— START EXERCISE MATERIAL —

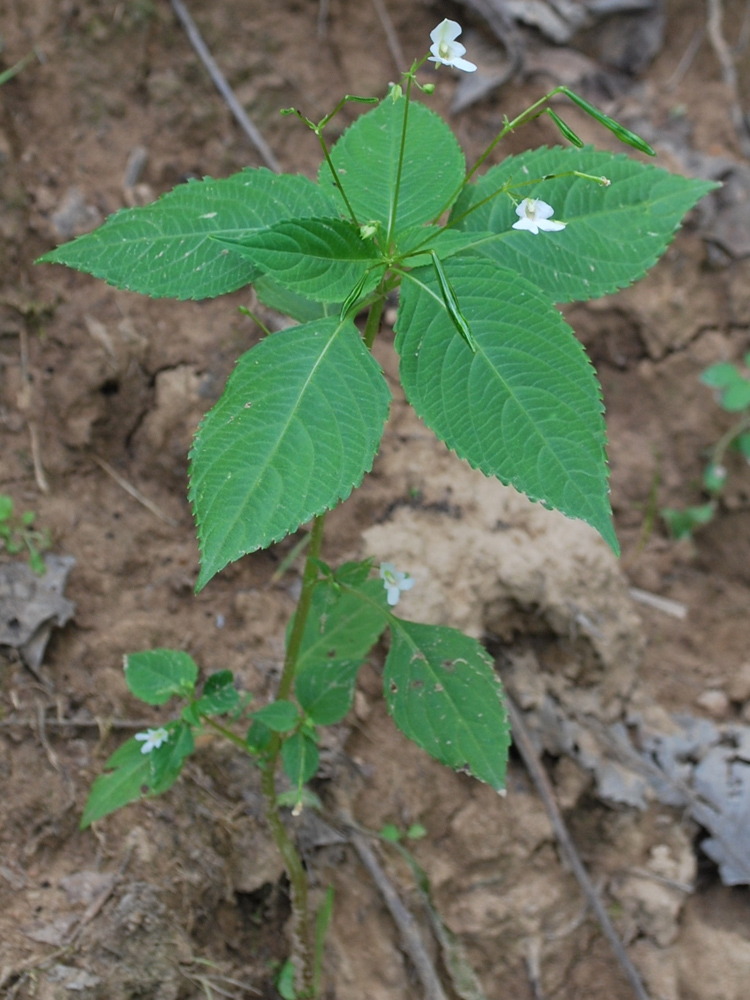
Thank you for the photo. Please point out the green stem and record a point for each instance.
(528, 114)
(373, 321)
(397, 187)
(717, 452)
(336, 179)
(304, 929)
(304, 937)
(309, 579)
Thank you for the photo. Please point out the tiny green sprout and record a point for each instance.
(565, 129)
(17, 533)
(732, 392)
(390, 832)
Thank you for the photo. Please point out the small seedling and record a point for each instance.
(732, 392)
(18, 534)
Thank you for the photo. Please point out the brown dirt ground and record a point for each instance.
(103, 375)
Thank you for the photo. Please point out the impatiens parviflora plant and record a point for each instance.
(732, 392)
(486, 360)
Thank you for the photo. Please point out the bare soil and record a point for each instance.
(183, 895)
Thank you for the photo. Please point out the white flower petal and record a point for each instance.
(535, 216)
(446, 31)
(542, 210)
(526, 224)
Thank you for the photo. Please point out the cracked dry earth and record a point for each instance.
(183, 895)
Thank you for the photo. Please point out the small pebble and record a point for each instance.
(738, 687)
(714, 701)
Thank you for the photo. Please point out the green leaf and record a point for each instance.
(131, 775)
(342, 625)
(613, 234)
(158, 674)
(299, 758)
(341, 629)
(322, 259)
(681, 523)
(127, 781)
(366, 162)
(714, 478)
(441, 689)
(285, 981)
(258, 737)
(167, 760)
(167, 248)
(720, 376)
(219, 694)
(526, 407)
(326, 690)
(421, 241)
(736, 397)
(296, 429)
(280, 716)
(354, 573)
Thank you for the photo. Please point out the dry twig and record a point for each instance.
(220, 82)
(135, 493)
(411, 939)
(526, 749)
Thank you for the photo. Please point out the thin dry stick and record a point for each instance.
(134, 493)
(322, 18)
(410, 937)
(196, 40)
(686, 59)
(728, 71)
(36, 458)
(526, 749)
(79, 724)
(394, 45)
(51, 755)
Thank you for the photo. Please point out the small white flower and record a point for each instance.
(395, 582)
(152, 739)
(534, 214)
(446, 51)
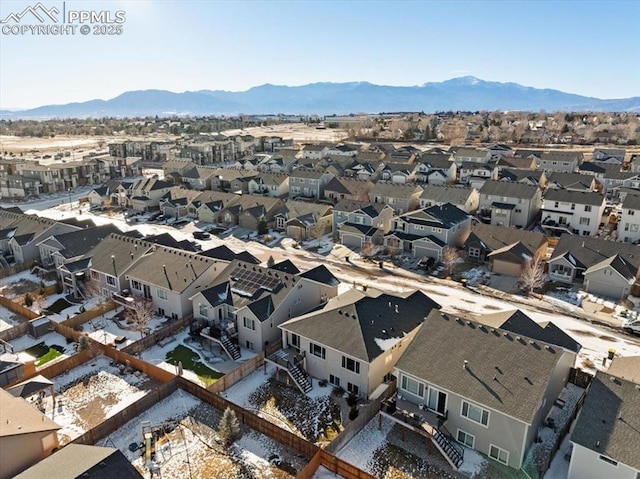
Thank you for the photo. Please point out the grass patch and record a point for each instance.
(54, 352)
(59, 306)
(192, 361)
(38, 350)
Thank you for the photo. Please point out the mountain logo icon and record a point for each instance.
(39, 11)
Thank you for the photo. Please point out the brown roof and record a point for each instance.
(17, 416)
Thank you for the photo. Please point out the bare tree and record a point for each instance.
(450, 257)
(532, 275)
(140, 312)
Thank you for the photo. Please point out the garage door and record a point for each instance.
(507, 268)
(420, 251)
(351, 241)
(600, 288)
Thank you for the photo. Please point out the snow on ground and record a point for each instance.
(239, 393)
(473, 463)
(25, 341)
(91, 393)
(559, 467)
(359, 450)
(6, 319)
(324, 473)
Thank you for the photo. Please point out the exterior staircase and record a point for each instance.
(299, 377)
(452, 452)
(232, 350)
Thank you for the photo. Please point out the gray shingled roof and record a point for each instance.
(503, 372)
(446, 194)
(587, 251)
(577, 197)
(360, 325)
(76, 460)
(509, 190)
(608, 423)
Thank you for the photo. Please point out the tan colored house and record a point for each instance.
(26, 435)
(355, 341)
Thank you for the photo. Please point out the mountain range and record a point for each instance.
(464, 93)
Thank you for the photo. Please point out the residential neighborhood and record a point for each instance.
(361, 275)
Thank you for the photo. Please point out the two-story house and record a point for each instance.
(629, 224)
(605, 268)
(308, 183)
(605, 438)
(475, 174)
(365, 223)
(576, 212)
(401, 198)
(507, 249)
(563, 161)
(347, 188)
(490, 388)
(436, 169)
(246, 304)
(170, 277)
(509, 204)
(465, 198)
(427, 232)
(355, 341)
(275, 185)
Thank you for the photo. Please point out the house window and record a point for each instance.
(475, 413)
(498, 454)
(351, 364)
(437, 401)
(249, 323)
(466, 438)
(474, 252)
(411, 385)
(317, 350)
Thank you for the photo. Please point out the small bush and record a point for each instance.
(338, 391)
(353, 413)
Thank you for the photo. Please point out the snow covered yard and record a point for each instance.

— END EXERCISE MATERIAL —

SET EXERCISE:
Reproduce the entries with "record a point" switched to "place a marker" throughout and everything else unchanged. Omit the pictures.

FINAL RESULT:
Thank you for the photo. Please point out the green stem and place a marker for each instance.
(528, 114)
(373, 321)
(397, 187)
(717, 452)
(336, 179)
(304, 929)
(304, 937)
(309, 579)
Thank you for the photo. Please point out the tiny green sprout and place a marker for each instance.
(565, 129)
(17, 533)
(732, 392)
(390, 832)
Thank you for the photo. Please point out the small seedling and place a marker for each instance.
(732, 392)
(18, 534)
Thank you for the photo. Please point out the brown dirt ground and place a marker for each instance.
(103, 375)
Thank you for the photo. Please point out the impatiens parviflora plant and place a marker for each instance.
(732, 392)
(486, 360)
Thank you for the photo. Please point out the bare soil and place a marker for each instance.
(183, 895)
Thank you for the photo. Please point out the white flower petal and place a marker for each instance.
(535, 216)
(446, 31)
(542, 210)
(526, 224)
Thank you for the photo. Please point out the cracked dry earth and place a marker for each instance.
(183, 895)
Thank you for the photo. Please point out the small pebble and place a marker for each instance.
(738, 687)
(714, 701)
Thank you for the photo. Please point out the green leaf and place a marker for each instance.
(131, 775)
(342, 625)
(613, 234)
(158, 674)
(299, 758)
(341, 629)
(322, 259)
(681, 523)
(127, 781)
(366, 162)
(714, 478)
(441, 689)
(285, 981)
(258, 737)
(167, 760)
(167, 248)
(720, 376)
(219, 694)
(526, 407)
(326, 690)
(421, 241)
(736, 397)
(296, 429)
(280, 716)
(354, 573)
Thank you for the photo. Please point out the dry twig and place a marker for each instance.
(220, 82)
(135, 493)
(411, 939)
(526, 749)
Thank you for the photo. Please point out the thin dry stick and place a marker for each instance.
(134, 493)
(322, 18)
(410, 937)
(196, 40)
(686, 59)
(728, 71)
(36, 458)
(526, 749)
(79, 724)
(394, 45)
(51, 755)
Thank you for the photo. Please point out the small white flower and place a marker for each instance.
(395, 582)
(152, 739)
(534, 214)
(446, 51)
Thank you for the photo. Please point out the grass patch and place a marker for each instance.
(54, 352)
(59, 306)
(192, 361)
(38, 350)
Thank you for the photo. Please point out the mountain logo icon and place a marker for each instance.
(39, 11)
Thank you for the photo. Please point out the brown roof and place a marker for each instance.
(17, 416)
Thank you for the photo. Please point out the bare tree and place a marker for each instance.
(450, 257)
(532, 275)
(140, 312)
Thank you for the photo. Please point out the garage door and place a marker for each instance.
(507, 268)
(420, 251)
(351, 241)
(600, 288)
Thank you for the photo. Please point out the snow on ground and place a marker for each instance.
(239, 393)
(473, 463)
(25, 341)
(91, 393)
(559, 467)
(359, 450)
(6, 319)
(324, 473)
Thank you for the photo. Please point out the exterior staircase and place a marker for each instance.
(299, 377)
(452, 452)
(232, 350)
Thank you for the photo. Please point out the gray shingled roof and place a marker for each instance.
(503, 372)
(446, 194)
(587, 251)
(577, 197)
(360, 325)
(76, 460)
(509, 190)
(608, 423)
Thank you for the photo. Please point out the tan colored house and place a marker for each instance.
(26, 435)
(355, 341)
Thank you for the photo. Please point out the mountain range and place a marker for each instance.
(464, 93)
Thank you for the photo. Please point out the residential neighborhood and place a marker for each instance.
(361, 275)
Thank you for the photo. Please point out the two-story house and place a marker for each instance.
(629, 224)
(605, 268)
(308, 183)
(605, 438)
(475, 174)
(365, 223)
(576, 212)
(401, 198)
(507, 249)
(563, 161)
(347, 188)
(490, 388)
(436, 169)
(246, 304)
(170, 277)
(509, 204)
(465, 198)
(427, 232)
(355, 341)
(275, 185)
Thank you for the photo. Please point out the house window and place a marker for each instance.
(475, 413)
(498, 454)
(351, 364)
(437, 401)
(249, 323)
(466, 438)
(474, 252)
(411, 385)
(317, 350)
Thank you for the photo. Please point out the small bush and place a marker for each instance.
(338, 391)
(353, 413)
Thank you for the photo. Please point out the snow covered yard and place a marker for each instance.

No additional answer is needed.